Task instructions:
**a)** From the SQL notes on programmable objects, reproduce word for word the passage starting with "As well as default" and going on through "take input (SELECT FROM <fnc>)".
**b)** According to the SQL notes on programmable objects, what kind of user-defined function returns a table from multiple SELECT statements?

SQL #9: Programmable objects

6 minute read

This is the ninth in a series of SQL notes I made during the Kubrick Data Engineering training course. The others are:
#1: Database Design
#2: SQL Design
#3: DQL
#4: DDL
#5: DML
#6: Sorting
#7: Joining
#8: Temporary Tables
#10: Indexing
#11: Operation & Optimization

All the posts in this series are my personal note taking and may be updated as the course progresses.


Functions

As well as default system functions users can define new functions, the category of function is either:

  • Scalar - Returns a single value, like the system functions above (SELECT <fnc>)
  • In Line tabled value - Returns a table from a SELECT statement, can take an arguement as input (SELECT FROM <fnc>)
  • Multi statement table valued - Returns a table from multiple SELECT statements, can take input (SELECT FROM <fnc>)

Data rows:
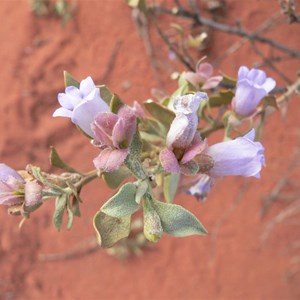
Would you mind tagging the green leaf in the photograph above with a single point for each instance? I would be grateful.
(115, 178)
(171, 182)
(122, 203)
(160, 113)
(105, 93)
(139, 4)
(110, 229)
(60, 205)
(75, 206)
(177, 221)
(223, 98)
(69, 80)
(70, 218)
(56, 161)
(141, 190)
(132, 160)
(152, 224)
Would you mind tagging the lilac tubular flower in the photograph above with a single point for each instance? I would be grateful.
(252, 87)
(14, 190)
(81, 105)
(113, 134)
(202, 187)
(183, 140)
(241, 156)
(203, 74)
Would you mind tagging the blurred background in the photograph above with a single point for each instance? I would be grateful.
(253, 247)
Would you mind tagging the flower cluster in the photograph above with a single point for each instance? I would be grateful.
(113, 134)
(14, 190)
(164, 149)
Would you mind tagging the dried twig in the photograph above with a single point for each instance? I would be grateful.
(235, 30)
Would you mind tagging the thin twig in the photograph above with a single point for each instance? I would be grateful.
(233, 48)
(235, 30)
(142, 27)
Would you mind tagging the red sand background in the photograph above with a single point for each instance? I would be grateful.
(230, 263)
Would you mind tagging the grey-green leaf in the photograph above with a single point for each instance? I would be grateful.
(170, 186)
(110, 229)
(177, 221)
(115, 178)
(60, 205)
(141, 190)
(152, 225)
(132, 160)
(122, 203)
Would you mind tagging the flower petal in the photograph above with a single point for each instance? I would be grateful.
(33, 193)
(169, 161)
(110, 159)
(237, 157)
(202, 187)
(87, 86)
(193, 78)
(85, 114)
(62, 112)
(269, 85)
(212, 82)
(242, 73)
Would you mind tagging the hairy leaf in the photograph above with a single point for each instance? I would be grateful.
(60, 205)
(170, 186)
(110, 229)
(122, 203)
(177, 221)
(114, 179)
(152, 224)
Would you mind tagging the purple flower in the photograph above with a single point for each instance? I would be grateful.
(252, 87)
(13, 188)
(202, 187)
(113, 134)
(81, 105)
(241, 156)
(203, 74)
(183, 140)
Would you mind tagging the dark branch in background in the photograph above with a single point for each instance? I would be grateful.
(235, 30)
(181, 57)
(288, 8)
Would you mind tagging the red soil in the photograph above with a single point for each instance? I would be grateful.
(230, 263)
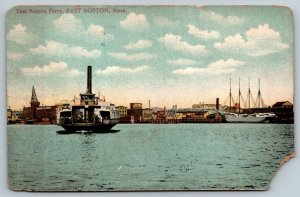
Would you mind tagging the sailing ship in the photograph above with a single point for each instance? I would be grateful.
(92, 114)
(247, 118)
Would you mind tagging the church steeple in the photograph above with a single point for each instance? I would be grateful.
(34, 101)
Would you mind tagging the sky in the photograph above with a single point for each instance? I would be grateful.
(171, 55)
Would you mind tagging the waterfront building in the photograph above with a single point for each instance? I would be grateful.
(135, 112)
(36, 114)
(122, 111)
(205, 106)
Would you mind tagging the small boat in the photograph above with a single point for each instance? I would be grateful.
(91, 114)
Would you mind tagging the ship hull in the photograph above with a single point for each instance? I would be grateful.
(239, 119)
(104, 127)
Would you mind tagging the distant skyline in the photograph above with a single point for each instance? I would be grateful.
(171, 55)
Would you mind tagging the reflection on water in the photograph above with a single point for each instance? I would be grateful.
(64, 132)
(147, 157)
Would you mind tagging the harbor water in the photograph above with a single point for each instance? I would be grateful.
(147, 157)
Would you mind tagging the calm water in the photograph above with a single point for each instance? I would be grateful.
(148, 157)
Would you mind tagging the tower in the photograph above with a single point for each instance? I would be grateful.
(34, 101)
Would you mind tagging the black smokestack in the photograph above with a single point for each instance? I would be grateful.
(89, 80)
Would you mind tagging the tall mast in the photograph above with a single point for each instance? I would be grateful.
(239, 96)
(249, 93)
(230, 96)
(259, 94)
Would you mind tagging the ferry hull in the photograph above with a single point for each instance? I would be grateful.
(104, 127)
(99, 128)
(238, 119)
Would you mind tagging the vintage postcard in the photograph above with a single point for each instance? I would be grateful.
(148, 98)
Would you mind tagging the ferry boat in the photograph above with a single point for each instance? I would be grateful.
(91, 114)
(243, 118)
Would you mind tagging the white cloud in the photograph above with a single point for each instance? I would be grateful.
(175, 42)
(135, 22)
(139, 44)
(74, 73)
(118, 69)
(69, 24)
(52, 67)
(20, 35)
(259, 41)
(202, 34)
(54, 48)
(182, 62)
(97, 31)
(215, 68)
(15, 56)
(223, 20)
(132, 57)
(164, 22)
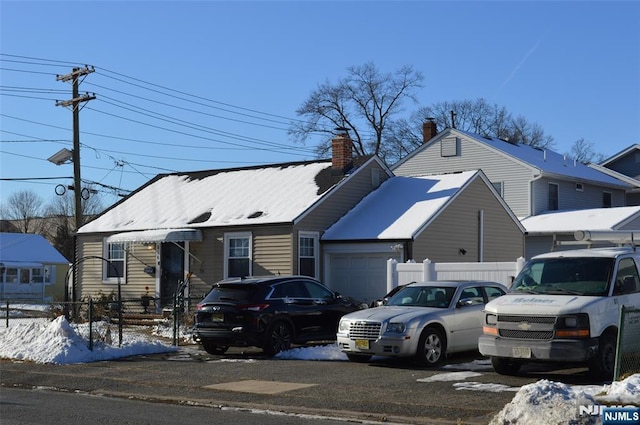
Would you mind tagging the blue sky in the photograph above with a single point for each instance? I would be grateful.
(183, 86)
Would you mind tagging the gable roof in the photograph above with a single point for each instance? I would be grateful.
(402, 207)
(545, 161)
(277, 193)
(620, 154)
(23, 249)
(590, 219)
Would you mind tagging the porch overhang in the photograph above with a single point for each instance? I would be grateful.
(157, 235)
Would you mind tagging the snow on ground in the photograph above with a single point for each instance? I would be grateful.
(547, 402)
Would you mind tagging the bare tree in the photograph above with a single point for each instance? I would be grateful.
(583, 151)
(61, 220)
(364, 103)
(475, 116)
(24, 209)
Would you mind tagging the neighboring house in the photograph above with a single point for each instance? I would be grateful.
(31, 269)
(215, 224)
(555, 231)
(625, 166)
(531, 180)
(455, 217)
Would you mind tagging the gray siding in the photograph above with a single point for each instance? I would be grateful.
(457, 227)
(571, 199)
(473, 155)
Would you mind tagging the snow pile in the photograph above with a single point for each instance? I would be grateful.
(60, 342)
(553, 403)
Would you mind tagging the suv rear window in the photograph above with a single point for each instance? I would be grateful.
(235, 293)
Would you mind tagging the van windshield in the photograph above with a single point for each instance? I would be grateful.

---

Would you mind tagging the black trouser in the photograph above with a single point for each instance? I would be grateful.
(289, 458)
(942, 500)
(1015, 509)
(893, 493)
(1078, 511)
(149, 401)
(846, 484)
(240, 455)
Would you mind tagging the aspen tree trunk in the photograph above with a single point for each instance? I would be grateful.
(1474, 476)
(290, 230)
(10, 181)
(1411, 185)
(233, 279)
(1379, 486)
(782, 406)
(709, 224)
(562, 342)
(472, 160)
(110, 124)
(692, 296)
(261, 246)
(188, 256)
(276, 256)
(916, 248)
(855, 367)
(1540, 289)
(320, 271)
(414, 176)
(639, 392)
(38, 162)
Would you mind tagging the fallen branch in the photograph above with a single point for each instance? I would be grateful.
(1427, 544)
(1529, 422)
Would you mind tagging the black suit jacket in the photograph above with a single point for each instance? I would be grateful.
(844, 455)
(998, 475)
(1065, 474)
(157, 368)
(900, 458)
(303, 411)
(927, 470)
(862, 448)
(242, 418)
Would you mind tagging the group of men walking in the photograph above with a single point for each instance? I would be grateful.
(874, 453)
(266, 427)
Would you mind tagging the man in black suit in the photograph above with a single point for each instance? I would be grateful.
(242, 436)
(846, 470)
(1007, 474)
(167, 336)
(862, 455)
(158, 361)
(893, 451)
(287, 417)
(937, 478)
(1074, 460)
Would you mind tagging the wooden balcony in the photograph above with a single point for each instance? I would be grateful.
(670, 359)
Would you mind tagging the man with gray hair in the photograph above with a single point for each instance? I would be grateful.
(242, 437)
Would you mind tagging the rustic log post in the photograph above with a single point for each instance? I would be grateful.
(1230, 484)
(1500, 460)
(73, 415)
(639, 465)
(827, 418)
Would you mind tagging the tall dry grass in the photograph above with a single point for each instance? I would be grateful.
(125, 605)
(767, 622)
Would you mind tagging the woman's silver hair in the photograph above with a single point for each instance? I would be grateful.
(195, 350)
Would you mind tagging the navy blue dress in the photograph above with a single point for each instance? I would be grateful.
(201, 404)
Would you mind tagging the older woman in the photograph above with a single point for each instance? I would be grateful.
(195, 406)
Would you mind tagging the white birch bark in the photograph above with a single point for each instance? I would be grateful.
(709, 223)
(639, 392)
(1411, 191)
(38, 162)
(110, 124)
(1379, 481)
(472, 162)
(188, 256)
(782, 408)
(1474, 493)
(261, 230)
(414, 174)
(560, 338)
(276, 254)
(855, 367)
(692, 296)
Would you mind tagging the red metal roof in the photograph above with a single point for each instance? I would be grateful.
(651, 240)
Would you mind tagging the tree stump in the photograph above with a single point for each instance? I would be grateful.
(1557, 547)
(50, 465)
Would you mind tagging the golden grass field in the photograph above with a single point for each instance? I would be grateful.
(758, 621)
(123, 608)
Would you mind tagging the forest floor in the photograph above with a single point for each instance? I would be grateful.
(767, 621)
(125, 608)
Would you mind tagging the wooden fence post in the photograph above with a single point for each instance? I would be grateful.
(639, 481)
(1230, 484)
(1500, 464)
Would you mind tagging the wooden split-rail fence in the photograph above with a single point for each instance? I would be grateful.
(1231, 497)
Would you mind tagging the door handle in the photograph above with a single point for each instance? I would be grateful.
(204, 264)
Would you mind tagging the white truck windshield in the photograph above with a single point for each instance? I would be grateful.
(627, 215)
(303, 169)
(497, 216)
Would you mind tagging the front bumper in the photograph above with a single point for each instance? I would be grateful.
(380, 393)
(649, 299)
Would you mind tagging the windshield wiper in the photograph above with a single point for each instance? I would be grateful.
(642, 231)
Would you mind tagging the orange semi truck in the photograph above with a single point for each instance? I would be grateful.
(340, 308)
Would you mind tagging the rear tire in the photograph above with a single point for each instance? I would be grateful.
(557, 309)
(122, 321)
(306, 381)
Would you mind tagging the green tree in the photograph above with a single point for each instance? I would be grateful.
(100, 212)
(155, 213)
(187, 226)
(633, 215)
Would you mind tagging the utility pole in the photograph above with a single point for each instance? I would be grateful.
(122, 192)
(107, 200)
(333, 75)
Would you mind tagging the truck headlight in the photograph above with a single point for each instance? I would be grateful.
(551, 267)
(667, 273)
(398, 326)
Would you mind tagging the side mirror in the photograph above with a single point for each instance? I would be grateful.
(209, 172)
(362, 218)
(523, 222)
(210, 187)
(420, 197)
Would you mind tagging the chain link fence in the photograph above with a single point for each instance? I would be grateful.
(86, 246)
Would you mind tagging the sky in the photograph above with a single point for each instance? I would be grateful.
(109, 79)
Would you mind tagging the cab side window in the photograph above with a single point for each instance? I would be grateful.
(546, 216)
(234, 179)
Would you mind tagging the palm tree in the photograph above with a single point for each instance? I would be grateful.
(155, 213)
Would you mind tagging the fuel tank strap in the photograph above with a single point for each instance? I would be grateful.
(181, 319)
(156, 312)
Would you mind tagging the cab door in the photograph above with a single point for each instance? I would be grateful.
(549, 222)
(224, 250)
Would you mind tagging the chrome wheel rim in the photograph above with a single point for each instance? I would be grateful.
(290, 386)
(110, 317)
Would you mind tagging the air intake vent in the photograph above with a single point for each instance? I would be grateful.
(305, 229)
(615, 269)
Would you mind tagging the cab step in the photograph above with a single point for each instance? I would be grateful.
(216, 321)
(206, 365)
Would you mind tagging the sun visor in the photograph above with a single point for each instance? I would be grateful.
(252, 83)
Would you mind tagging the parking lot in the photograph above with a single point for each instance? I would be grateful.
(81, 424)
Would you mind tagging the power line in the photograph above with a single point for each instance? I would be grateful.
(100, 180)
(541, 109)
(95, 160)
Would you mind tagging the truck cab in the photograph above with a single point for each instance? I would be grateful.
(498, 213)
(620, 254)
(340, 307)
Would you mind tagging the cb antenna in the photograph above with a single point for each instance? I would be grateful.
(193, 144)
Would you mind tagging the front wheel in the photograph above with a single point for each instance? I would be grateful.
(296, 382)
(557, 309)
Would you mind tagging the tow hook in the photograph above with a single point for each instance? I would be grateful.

==

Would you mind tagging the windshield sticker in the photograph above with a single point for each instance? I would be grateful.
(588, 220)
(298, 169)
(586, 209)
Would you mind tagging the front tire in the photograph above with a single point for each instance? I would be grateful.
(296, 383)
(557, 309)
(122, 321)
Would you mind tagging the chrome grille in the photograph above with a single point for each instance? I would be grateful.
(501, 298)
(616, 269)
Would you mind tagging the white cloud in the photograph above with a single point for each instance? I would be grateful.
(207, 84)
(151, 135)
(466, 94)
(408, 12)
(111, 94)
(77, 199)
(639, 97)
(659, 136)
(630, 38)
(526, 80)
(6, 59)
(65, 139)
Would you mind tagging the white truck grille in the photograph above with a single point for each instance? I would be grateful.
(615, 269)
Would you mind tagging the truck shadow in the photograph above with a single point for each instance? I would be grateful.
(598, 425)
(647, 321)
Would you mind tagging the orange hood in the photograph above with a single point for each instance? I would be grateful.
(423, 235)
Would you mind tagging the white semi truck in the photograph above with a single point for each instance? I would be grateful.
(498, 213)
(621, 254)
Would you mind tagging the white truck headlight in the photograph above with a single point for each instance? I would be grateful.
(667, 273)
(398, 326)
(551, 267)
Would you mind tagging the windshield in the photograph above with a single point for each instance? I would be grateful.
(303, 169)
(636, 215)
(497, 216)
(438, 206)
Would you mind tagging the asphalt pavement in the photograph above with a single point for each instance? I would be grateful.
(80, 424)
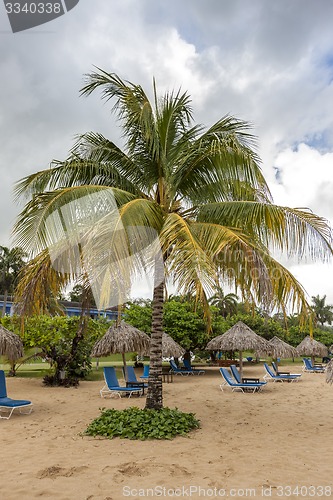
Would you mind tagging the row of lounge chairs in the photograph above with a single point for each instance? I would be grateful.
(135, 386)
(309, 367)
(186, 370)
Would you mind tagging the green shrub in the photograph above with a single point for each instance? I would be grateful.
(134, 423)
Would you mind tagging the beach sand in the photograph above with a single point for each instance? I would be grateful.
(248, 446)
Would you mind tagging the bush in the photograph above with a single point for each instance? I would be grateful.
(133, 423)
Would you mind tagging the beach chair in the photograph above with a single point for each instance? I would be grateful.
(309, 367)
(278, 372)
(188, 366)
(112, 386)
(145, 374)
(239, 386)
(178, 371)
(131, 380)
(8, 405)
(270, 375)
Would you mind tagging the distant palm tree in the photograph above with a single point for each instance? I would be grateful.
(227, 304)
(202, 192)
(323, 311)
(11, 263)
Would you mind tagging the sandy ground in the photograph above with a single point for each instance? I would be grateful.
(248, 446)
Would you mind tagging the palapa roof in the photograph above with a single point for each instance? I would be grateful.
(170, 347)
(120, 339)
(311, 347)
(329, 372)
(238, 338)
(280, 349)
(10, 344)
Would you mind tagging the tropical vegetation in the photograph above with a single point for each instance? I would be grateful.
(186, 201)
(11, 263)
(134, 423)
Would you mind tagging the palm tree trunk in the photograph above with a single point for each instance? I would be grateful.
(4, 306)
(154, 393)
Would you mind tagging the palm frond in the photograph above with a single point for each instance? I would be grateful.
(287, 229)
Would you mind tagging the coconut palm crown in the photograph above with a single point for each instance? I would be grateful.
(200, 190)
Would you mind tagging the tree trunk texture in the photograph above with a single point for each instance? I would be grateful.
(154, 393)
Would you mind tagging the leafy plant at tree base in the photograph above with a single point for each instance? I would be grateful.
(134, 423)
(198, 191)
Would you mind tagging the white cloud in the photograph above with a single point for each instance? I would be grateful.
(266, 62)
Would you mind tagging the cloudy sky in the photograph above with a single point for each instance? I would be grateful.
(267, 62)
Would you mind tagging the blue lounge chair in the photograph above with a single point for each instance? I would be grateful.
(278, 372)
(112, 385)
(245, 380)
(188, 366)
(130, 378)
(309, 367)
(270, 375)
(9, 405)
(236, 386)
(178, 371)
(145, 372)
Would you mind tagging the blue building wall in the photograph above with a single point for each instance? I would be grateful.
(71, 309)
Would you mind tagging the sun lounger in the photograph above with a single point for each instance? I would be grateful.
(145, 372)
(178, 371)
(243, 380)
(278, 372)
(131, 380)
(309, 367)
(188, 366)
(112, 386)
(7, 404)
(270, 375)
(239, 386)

Outputs:
**a)**
As well as default system functions users can define new functions, the category of function is either:

  • Scalar - Returns a single value, like the system functions above (SELECT <fnc>)
  • In Line tabled value - Returns a table from a SELECT statement, can take an arguement as input (SELECT FROM <fnc>)
  • Multi statement table valued - Returns a table from multiple SELECT statements, can take input (SELECT FROM <fnc>)

**b)** A multi statement table valued function.